GOAL:
Reproduce the records below exactly as given.

--- Begin ---

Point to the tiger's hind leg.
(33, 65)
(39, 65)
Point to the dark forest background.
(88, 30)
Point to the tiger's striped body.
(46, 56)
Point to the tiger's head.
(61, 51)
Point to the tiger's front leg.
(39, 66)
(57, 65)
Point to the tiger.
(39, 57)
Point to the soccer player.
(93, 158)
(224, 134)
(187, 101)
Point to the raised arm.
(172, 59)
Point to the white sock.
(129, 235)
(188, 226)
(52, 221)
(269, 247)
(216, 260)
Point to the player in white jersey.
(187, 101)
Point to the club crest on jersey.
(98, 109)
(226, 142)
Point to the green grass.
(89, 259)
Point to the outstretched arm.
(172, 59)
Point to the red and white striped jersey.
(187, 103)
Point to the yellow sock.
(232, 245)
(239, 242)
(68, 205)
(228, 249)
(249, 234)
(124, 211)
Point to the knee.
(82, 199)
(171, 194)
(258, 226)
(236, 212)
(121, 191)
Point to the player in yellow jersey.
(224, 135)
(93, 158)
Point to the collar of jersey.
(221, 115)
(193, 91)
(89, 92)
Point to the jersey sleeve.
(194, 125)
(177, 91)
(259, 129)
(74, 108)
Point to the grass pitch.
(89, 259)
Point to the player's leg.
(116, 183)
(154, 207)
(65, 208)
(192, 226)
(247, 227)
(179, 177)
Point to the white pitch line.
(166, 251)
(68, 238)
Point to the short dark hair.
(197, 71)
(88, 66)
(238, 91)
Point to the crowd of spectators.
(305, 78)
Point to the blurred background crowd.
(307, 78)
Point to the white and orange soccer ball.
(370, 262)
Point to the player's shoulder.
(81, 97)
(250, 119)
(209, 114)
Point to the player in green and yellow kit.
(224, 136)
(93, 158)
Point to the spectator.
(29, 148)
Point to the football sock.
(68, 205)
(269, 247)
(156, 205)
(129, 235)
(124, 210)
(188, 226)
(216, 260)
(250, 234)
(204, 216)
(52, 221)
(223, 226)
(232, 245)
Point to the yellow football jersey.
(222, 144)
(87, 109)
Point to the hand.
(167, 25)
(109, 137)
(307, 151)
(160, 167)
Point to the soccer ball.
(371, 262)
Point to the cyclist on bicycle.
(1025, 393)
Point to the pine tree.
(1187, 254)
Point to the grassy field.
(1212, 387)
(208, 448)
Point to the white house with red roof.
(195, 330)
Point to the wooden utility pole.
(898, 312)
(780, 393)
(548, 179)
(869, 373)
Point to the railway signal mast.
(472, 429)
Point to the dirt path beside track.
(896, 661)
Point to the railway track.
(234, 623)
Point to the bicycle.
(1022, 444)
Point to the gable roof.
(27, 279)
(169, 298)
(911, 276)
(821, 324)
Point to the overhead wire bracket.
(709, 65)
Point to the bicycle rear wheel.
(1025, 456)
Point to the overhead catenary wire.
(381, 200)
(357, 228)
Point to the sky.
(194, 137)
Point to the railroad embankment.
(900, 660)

--- End ---

FINAL RESULT:
Point to the tiger's hind leg.
(33, 65)
(39, 65)
Point to the dark forest background.
(88, 30)
Point to the tiger's striped body.
(46, 56)
Point to the tiger's head.
(61, 51)
Point to the tiger's front leg.
(39, 66)
(57, 65)
Point to the tiger.
(39, 57)
Point to the soccer player.
(93, 158)
(224, 134)
(187, 101)
Point to the raised arm.
(172, 59)
Point to the white sock.
(129, 235)
(188, 226)
(52, 221)
(269, 247)
(216, 260)
Point to the player in white jersey.
(187, 101)
Point to the club crest on jersey.
(98, 109)
(226, 142)
Point to the green grass.
(89, 259)
Point to the outstretched arm.
(172, 59)
Point to the red and white striped jersey.
(187, 103)
Point to the yellow sock.
(232, 245)
(239, 242)
(68, 205)
(228, 249)
(249, 234)
(124, 211)
Point to the knee.
(82, 199)
(171, 194)
(258, 226)
(236, 212)
(121, 191)
Point to the player in yellow jersey.
(224, 135)
(93, 158)
Point to the collar of jersey.
(221, 115)
(193, 91)
(89, 92)
Point to the jersey sleeve.
(194, 125)
(177, 91)
(259, 129)
(74, 108)
Point to the grass pitch.
(89, 259)
Point to the player's leg.
(116, 183)
(154, 207)
(65, 208)
(192, 226)
(247, 227)
(179, 177)
Point to the white pitch line.
(166, 251)
(68, 238)
Point to the short dark hair.
(197, 71)
(88, 66)
(238, 91)
Point to the crowd of spectators.
(305, 78)
Point to the blurred background crowd.
(307, 78)
Point to the white and orange soccer ball.
(370, 262)
Point to the player's shoulder.
(81, 97)
(250, 119)
(209, 114)
Point to the player in green and yellow kit.
(224, 136)
(93, 158)
Point to the spectator.
(29, 148)
Point to the football sock.
(68, 205)
(269, 247)
(156, 205)
(129, 235)
(124, 210)
(188, 226)
(216, 260)
(250, 234)
(204, 216)
(52, 221)
(223, 226)
(232, 245)
Point to the yellow football jersey.
(222, 144)
(87, 109)
Point to the hand.
(167, 25)
(109, 137)
(307, 151)
(160, 167)
Point to the soccer ball.
(371, 262)
Point to the cyclist on bicycle.
(1025, 393)
Point to the pine tree.
(1187, 254)
Point to the grassy field.
(1212, 387)
(208, 448)
Point to the white house with red roof.
(195, 330)
Point to the wooden utility pole.
(898, 312)
(780, 393)
(548, 179)
(869, 373)
Point to the railway signal mast.
(472, 429)
Point to the dirt path beside track.
(896, 661)
Point to the railway track.
(234, 623)
Point to the bicycle.
(1022, 444)
Point to the gable roof.
(27, 279)
(169, 298)
(911, 276)
(821, 324)
Point to the overhead wire bracket.
(709, 65)
Point to the bicycle rear wheel.
(1025, 456)
Point to the overhead catenary wire.
(381, 200)
(357, 228)
Point to the sky.
(194, 137)
Point to the railroad embankment.
(900, 660)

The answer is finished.